- **PROBLEMS**:
1. In the forum thread on moly-coated bullets, why did the local gun shop owner stop selling the Lyman spray moly lube?
2. Translate this sentence from the forum thread on moly-coated bullets into French: "I guess the trick is knowing how much molly to use and how to use it."

I don't imagine the animal is going to have enough time to metabolize the Moly throughout its body after the bullet passes through to be much of an issue...but I am not a scientist in real life :eek:)
 
I use currently 50/50 allox and lee alox liquid lube. The lee lube is great stuff. very little to no leading at all. i just hate the stickyness it leaves. then your bullets look likd rueiqopajgqpu8eqtr98&%$%G. Then i have been just doing a lot of exploring on other coatings. seems like molly would be the way. Same time i have heard some horror stories on molly. A local gunshop used to sell a spray molly lube made by lyman. i was talking to the store owner today. He stopped selling it because almost every customer that bought it complained on how bad there barrels were coated with molly afterwards all the way down to the lands. he stopped selling it after that. Lyman is the one who makes it. Same time i have heard good stuff about it too. I guess the trick is knowing how much molly to use and how to use it.


Im suprised reloader fred hasnt joined in on this. Im sure he may know a thing or too about it.
 
I see all this talk of how to apply, what's its claim to fame. Coat the bore to make it easier to clean, or more accurate, or both?
 
http://www.bergerbullets.com/faq.htm


Q: Should I shoot Moly Coated bullets?

- **DATA**:
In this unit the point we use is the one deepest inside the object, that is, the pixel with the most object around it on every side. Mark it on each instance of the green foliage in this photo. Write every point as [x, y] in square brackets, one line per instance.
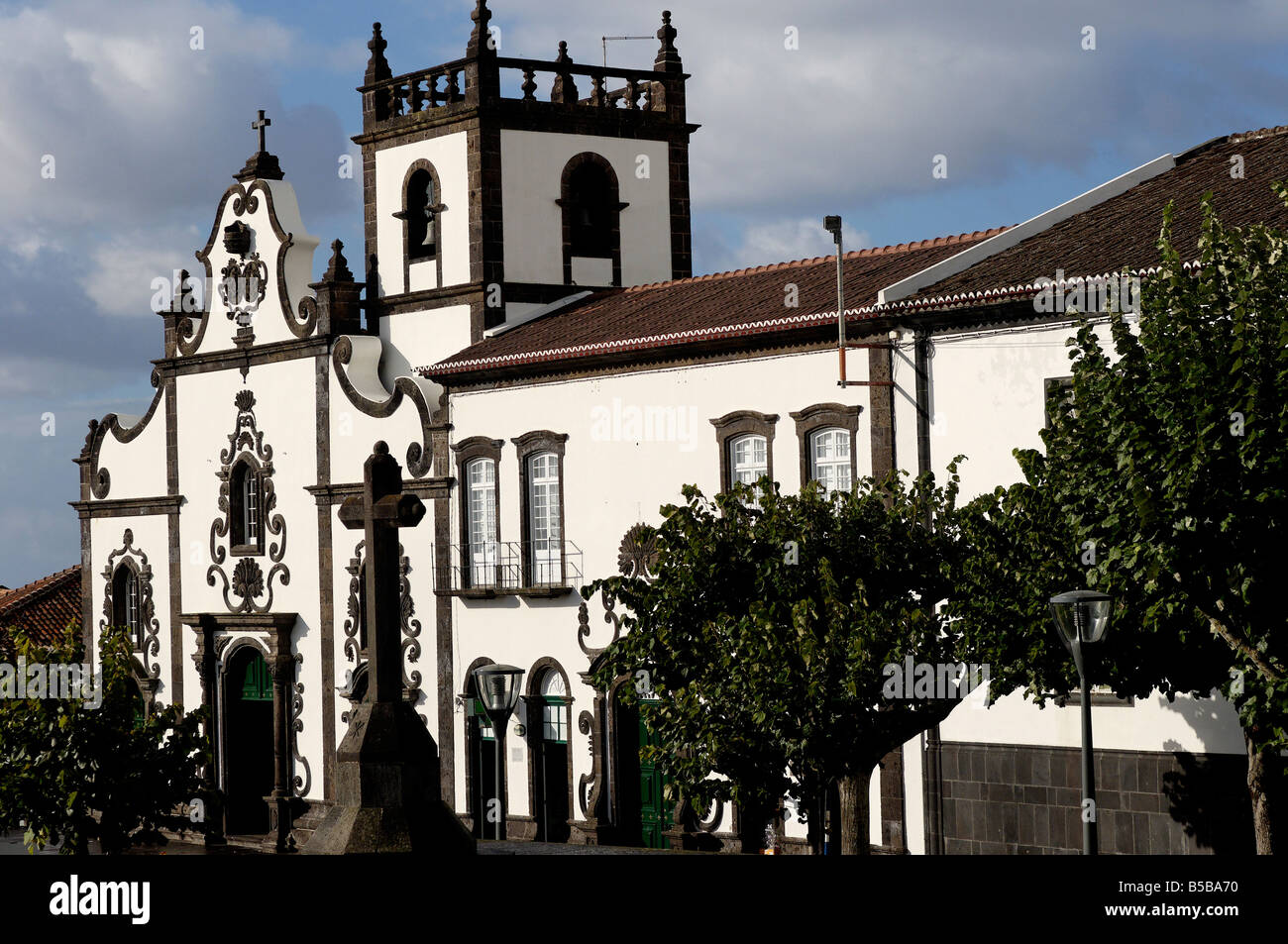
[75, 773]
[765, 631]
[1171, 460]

...

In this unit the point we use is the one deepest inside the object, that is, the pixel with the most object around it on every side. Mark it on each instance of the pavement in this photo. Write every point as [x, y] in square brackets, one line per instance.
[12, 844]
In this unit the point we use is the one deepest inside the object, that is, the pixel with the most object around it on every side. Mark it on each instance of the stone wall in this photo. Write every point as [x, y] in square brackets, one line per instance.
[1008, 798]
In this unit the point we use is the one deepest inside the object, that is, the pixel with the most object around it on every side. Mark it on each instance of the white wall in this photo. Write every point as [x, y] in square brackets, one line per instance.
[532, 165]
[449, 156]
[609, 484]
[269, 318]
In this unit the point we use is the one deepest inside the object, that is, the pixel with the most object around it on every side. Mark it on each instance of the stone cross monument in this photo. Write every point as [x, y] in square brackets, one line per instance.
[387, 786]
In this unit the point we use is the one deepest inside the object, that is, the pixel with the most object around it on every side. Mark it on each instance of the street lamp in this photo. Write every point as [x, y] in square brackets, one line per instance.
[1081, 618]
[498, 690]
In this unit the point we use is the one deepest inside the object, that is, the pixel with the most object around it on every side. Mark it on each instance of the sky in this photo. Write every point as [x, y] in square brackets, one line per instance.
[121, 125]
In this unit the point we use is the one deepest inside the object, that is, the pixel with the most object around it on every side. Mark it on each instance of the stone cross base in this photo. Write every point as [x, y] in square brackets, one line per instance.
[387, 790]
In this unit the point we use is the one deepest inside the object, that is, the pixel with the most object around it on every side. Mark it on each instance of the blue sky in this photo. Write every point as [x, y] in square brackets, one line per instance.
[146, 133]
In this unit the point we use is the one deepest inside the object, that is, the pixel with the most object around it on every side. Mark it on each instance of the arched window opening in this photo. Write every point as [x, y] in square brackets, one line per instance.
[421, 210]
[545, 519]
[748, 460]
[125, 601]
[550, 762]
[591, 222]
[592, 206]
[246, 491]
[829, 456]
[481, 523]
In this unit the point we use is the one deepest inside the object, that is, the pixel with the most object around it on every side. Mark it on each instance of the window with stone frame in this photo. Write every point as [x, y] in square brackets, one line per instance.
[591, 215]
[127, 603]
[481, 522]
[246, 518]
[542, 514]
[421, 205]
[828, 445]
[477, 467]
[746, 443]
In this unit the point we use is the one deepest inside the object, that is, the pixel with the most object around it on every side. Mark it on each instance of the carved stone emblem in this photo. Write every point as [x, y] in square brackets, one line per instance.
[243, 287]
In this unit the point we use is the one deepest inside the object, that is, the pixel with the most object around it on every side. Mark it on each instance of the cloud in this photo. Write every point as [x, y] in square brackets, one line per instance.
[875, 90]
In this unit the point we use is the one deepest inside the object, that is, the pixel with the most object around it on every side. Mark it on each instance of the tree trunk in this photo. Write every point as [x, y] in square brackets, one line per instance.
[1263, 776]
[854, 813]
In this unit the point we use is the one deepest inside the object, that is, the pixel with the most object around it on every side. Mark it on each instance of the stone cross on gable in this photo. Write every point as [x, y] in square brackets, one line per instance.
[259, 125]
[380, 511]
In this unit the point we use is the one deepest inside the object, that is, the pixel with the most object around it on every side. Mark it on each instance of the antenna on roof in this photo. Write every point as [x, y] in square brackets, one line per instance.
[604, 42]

- **SOLUTIONS PER TASK**:
1. Almost every customer who bought it complained that their barrels were badly coated with moly afterward, all the way down to the lands.

2. Je suppose que l'astuce consiste à savoir quelle quantité de molly utiliser et comment l'utiliser.